◆ **Exercise requirements**:
List every line of the records below that contains the word "plant", copying each one in full.

◆ **Material provided**:
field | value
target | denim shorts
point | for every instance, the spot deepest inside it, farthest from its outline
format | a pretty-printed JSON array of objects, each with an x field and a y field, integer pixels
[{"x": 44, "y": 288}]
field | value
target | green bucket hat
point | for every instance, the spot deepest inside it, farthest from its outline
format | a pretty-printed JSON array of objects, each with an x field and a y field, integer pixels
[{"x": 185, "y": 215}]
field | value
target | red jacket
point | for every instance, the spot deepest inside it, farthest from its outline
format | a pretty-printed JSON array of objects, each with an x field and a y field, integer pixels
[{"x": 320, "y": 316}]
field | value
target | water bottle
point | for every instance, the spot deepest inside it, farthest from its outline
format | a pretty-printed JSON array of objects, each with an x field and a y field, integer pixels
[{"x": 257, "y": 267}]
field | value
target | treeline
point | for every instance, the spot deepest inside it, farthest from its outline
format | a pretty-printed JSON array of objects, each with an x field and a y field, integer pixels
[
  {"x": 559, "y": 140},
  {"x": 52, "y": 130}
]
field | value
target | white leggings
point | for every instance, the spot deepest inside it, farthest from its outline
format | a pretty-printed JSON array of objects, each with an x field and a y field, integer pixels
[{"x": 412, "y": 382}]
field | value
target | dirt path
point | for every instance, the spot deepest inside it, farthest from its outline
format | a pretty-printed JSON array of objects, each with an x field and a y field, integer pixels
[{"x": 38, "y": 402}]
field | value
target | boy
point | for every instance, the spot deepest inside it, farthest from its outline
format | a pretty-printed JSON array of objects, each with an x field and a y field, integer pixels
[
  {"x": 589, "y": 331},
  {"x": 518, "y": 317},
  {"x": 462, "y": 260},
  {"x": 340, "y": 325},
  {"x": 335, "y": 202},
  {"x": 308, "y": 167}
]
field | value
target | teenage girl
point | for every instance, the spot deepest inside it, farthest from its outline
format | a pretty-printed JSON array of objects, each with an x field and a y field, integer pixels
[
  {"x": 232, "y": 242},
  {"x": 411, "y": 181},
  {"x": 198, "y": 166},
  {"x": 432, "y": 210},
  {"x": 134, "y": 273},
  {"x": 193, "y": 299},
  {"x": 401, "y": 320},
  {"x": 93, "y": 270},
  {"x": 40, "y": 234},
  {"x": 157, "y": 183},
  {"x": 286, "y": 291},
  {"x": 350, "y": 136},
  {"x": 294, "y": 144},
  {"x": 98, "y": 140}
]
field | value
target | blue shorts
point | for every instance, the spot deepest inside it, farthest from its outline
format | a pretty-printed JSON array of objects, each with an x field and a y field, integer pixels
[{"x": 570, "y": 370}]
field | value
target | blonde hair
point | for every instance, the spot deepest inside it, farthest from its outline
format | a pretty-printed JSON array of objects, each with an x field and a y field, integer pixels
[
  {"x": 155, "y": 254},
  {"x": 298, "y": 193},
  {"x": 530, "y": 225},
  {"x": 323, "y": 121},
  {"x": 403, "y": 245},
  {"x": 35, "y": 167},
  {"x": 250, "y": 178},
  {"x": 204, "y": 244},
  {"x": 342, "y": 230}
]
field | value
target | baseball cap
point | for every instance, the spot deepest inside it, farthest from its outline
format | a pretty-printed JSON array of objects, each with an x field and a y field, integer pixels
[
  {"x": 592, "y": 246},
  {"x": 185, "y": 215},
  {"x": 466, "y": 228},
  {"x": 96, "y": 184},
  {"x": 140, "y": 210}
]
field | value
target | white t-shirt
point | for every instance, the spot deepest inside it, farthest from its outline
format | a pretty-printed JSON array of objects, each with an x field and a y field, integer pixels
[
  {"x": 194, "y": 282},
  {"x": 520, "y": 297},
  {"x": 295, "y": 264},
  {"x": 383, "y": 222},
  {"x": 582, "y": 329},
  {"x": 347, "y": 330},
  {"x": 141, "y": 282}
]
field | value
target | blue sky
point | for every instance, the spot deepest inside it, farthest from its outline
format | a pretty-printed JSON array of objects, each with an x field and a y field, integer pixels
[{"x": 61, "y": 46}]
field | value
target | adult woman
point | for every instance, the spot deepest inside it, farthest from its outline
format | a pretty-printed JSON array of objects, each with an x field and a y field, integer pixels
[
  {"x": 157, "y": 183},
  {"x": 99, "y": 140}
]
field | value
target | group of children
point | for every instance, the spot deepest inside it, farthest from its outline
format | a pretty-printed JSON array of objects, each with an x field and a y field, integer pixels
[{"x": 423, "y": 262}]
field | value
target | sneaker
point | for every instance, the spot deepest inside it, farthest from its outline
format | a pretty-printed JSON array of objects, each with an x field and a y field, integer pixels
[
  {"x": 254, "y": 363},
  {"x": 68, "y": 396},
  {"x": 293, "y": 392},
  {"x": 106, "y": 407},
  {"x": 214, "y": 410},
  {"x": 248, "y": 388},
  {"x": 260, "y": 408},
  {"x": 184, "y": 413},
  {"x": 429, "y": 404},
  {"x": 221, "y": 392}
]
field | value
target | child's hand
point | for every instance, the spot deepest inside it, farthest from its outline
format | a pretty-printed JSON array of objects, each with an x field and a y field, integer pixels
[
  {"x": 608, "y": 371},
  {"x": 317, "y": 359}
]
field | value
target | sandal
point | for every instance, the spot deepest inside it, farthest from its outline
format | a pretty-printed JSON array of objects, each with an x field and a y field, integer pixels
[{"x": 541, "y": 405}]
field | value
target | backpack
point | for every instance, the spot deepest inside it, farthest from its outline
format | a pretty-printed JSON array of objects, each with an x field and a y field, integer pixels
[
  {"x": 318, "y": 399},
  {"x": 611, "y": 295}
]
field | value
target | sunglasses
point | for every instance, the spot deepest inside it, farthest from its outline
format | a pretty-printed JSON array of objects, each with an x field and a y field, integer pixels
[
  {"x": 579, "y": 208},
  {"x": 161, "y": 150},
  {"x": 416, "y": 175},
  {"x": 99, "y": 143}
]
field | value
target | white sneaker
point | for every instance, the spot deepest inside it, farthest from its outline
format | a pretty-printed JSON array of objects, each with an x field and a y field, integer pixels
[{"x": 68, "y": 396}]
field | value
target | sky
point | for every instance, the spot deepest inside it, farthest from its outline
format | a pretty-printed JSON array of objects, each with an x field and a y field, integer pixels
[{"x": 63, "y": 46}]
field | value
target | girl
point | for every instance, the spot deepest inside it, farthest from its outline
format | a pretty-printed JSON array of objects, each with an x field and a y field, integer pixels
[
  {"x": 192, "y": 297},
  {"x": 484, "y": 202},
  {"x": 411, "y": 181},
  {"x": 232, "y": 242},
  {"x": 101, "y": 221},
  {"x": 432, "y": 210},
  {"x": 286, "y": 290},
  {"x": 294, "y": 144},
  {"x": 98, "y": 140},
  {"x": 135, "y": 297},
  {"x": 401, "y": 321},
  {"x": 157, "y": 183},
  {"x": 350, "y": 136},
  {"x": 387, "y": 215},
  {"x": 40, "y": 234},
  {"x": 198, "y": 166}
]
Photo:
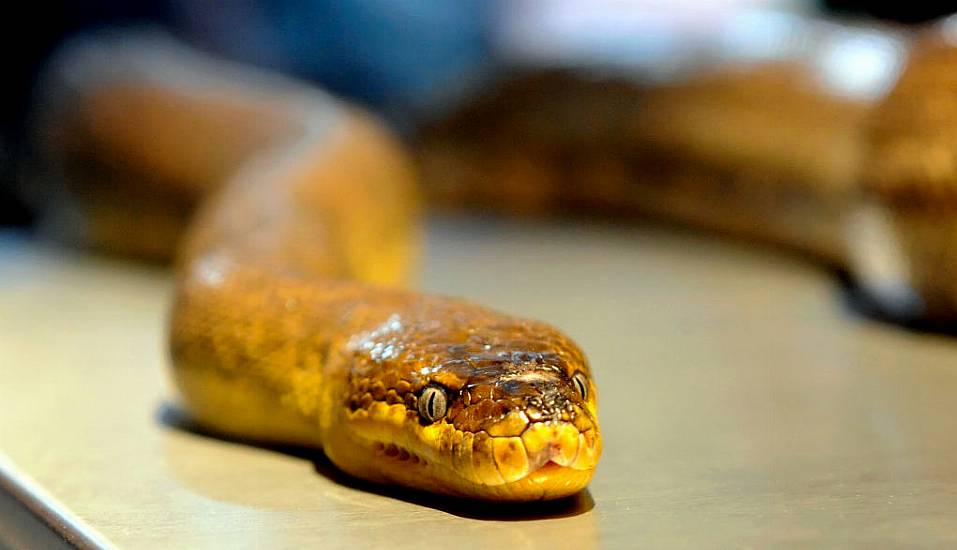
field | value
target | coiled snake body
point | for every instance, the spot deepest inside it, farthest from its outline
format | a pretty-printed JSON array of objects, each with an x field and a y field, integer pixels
[{"x": 287, "y": 324}]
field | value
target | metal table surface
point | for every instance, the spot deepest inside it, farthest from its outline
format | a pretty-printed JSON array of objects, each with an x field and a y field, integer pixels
[{"x": 741, "y": 404}]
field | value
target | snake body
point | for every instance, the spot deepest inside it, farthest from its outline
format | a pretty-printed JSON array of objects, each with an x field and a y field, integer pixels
[{"x": 288, "y": 323}]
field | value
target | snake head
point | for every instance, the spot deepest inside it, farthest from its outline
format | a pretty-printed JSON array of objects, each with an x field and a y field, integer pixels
[{"x": 499, "y": 408}]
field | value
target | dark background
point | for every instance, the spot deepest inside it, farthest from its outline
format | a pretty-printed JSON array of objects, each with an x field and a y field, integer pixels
[{"x": 377, "y": 52}]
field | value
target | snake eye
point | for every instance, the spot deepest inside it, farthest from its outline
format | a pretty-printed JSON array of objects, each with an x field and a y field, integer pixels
[
  {"x": 581, "y": 384},
  {"x": 432, "y": 404}
]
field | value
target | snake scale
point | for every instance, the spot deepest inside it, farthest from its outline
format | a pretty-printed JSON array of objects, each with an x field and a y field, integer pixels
[{"x": 288, "y": 323}]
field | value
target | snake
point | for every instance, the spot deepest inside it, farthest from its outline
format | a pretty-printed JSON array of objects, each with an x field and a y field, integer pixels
[{"x": 291, "y": 320}]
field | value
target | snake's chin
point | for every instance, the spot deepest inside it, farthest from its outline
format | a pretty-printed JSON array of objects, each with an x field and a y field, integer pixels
[{"x": 547, "y": 460}]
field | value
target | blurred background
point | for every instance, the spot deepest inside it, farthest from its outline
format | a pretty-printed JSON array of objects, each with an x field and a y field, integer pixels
[{"x": 411, "y": 60}]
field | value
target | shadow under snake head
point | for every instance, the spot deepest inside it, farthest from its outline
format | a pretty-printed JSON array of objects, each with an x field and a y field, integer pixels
[{"x": 493, "y": 407}]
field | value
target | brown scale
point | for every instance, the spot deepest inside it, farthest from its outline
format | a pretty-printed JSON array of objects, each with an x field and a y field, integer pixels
[{"x": 286, "y": 326}]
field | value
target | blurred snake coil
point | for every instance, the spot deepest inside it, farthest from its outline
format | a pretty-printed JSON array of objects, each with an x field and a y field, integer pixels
[{"x": 290, "y": 324}]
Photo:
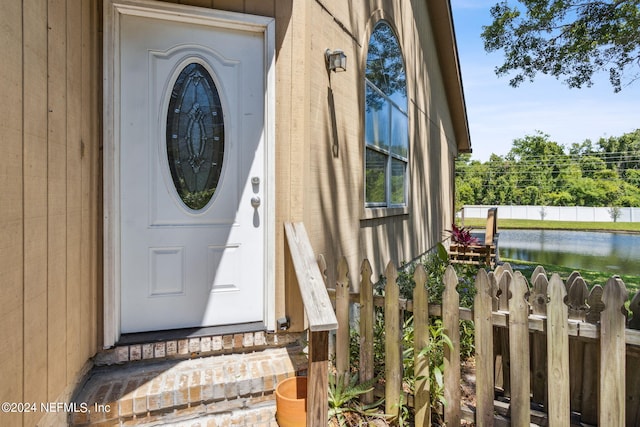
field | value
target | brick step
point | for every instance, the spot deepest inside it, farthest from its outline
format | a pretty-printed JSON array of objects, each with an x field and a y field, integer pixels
[{"x": 161, "y": 393}]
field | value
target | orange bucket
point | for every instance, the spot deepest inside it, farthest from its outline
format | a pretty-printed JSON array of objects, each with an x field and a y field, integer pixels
[{"x": 291, "y": 402}]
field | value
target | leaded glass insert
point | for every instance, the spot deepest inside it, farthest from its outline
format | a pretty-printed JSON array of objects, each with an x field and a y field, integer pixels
[{"x": 195, "y": 136}]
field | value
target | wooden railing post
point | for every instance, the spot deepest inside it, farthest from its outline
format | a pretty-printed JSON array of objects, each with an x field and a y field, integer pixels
[
  {"x": 366, "y": 328},
  {"x": 483, "y": 326},
  {"x": 613, "y": 354},
  {"x": 558, "y": 354},
  {"x": 318, "y": 379},
  {"x": 421, "y": 340},
  {"x": 451, "y": 323},
  {"x": 321, "y": 319},
  {"x": 519, "y": 351},
  {"x": 342, "y": 313},
  {"x": 393, "y": 343}
]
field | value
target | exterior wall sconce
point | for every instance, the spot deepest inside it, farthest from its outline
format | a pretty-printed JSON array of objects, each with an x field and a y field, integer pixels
[{"x": 336, "y": 60}]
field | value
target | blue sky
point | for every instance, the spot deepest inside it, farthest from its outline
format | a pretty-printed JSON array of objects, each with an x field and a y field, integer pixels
[{"x": 498, "y": 113}]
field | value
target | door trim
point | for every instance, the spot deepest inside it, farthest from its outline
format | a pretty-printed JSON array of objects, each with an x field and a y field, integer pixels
[{"x": 113, "y": 11}]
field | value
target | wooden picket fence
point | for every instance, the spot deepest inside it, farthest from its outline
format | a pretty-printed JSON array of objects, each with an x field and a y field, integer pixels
[{"x": 569, "y": 347}]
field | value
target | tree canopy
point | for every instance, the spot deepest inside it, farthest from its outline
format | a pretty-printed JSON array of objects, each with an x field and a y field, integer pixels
[
  {"x": 570, "y": 39},
  {"x": 539, "y": 171}
]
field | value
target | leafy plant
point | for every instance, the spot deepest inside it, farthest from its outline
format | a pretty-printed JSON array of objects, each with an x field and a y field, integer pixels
[
  {"x": 462, "y": 236},
  {"x": 344, "y": 393},
  {"x": 435, "y": 352}
]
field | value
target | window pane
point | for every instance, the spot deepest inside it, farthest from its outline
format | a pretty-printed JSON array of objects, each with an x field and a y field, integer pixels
[
  {"x": 399, "y": 133},
  {"x": 398, "y": 175},
  {"x": 377, "y": 119},
  {"x": 376, "y": 177},
  {"x": 385, "y": 66}
]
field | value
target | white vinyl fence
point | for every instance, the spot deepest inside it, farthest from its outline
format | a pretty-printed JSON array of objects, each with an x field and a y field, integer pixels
[{"x": 553, "y": 213}]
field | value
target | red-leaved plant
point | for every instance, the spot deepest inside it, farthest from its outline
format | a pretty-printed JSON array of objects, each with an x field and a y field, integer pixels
[{"x": 462, "y": 236}]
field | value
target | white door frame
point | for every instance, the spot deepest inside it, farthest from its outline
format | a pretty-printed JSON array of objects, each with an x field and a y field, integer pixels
[{"x": 113, "y": 10}]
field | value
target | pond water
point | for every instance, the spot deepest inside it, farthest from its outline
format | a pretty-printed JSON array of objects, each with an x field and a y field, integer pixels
[{"x": 618, "y": 253}]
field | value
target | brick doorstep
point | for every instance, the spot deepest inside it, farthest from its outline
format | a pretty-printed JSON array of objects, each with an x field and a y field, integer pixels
[{"x": 163, "y": 393}]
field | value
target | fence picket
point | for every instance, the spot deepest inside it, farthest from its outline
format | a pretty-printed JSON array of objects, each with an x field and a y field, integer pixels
[
  {"x": 634, "y": 307},
  {"x": 501, "y": 336},
  {"x": 591, "y": 365},
  {"x": 519, "y": 351},
  {"x": 595, "y": 304},
  {"x": 421, "y": 340},
  {"x": 482, "y": 314},
  {"x": 558, "y": 353},
  {"x": 538, "y": 302},
  {"x": 546, "y": 354},
  {"x": 366, "y": 328},
  {"x": 577, "y": 295},
  {"x": 612, "y": 354},
  {"x": 393, "y": 343},
  {"x": 451, "y": 323}
]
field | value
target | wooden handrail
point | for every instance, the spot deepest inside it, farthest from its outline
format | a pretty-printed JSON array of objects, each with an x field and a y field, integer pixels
[
  {"x": 321, "y": 319},
  {"x": 314, "y": 294}
]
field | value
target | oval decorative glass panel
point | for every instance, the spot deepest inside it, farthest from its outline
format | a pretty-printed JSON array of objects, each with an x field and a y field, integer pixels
[{"x": 195, "y": 136}]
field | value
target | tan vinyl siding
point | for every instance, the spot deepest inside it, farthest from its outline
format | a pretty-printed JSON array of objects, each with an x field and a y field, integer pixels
[{"x": 49, "y": 204}]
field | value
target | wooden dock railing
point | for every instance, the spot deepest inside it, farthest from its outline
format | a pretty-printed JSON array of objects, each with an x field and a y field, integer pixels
[
  {"x": 571, "y": 352},
  {"x": 321, "y": 320}
]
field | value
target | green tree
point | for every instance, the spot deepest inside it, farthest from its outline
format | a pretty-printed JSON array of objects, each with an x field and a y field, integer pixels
[{"x": 573, "y": 39}]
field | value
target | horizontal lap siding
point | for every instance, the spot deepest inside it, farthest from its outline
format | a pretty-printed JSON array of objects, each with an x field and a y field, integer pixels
[{"x": 49, "y": 166}]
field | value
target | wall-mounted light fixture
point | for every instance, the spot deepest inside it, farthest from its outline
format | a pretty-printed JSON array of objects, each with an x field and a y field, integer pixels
[{"x": 336, "y": 60}]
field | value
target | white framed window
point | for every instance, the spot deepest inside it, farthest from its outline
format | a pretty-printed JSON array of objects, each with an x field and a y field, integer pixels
[{"x": 386, "y": 121}]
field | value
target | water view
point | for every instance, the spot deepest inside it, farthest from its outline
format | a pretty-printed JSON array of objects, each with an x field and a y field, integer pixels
[{"x": 618, "y": 253}]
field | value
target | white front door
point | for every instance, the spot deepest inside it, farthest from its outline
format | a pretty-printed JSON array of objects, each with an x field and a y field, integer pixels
[{"x": 192, "y": 173}]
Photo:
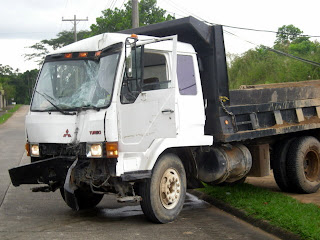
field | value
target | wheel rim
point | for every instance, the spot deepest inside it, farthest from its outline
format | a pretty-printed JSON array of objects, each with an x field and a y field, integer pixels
[
  {"x": 311, "y": 166},
  {"x": 170, "y": 188}
]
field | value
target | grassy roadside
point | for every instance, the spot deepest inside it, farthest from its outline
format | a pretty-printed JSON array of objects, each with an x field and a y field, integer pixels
[
  {"x": 278, "y": 209},
  {"x": 8, "y": 114}
]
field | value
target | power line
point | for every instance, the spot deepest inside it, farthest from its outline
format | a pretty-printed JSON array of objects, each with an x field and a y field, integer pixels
[
  {"x": 75, "y": 21},
  {"x": 278, "y": 52},
  {"x": 268, "y": 31}
]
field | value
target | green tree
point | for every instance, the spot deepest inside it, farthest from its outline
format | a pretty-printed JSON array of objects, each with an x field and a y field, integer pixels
[
  {"x": 120, "y": 19},
  {"x": 17, "y": 86},
  {"x": 42, "y": 48},
  {"x": 287, "y": 33},
  {"x": 260, "y": 66}
]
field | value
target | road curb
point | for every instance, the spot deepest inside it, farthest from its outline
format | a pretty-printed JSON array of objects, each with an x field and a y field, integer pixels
[{"x": 262, "y": 224}]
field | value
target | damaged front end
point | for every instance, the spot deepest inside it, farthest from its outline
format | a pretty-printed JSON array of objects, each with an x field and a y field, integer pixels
[{"x": 82, "y": 180}]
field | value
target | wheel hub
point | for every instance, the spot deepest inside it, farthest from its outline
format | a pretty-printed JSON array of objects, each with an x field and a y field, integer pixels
[
  {"x": 311, "y": 166},
  {"x": 170, "y": 188}
]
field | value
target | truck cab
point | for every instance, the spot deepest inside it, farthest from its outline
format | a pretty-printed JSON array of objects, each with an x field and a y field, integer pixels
[{"x": 105, "y": 109}]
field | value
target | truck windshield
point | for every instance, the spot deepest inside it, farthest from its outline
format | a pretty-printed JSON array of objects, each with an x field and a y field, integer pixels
[{"x": 75, "y": 84}]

◆ **Full solution**:
target | leafy plant
target | red-leaved plant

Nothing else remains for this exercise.